## GIVEN RECORDS
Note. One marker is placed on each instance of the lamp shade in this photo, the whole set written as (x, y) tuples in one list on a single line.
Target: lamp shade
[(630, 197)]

---

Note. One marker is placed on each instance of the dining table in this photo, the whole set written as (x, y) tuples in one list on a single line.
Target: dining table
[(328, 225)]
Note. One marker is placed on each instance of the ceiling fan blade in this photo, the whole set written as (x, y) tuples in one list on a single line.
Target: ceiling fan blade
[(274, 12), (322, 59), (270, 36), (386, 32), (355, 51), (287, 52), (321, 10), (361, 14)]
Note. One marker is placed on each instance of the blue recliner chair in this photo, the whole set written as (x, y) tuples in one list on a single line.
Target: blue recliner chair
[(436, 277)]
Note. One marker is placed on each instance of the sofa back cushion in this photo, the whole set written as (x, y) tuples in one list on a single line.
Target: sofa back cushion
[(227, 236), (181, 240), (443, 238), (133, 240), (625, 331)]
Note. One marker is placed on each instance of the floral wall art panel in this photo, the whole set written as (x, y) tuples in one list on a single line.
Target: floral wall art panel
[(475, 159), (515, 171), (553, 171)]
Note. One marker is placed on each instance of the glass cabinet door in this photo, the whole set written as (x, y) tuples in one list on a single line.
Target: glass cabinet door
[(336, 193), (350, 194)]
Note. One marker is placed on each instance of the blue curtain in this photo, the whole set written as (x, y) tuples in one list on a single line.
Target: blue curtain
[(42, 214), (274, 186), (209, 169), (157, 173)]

---

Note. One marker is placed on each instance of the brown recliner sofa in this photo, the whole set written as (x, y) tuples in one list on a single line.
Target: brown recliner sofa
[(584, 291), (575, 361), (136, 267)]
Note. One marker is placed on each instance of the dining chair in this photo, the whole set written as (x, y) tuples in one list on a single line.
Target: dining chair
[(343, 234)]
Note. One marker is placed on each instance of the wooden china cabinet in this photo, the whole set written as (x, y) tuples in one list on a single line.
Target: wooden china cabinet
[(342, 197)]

## EXERCISE
Please rescale the listing from the line containing "Note. One marker is placed on each instance of the lamp" through the line containing "[(630, 197)]", both included, writing out only those lines in full with their wording unchanged. Multiply every coordinate in the answers by 2.6 and round each result to a whole number, with halves rounded up.

## ANSWER TO THIS EXERCISE
Note. One marker is placed on each instance of the lamp shade in this photo, the whole set written as (x, y) tuples in one list on a single line.
Target: lamp shade
[(1638, 512)]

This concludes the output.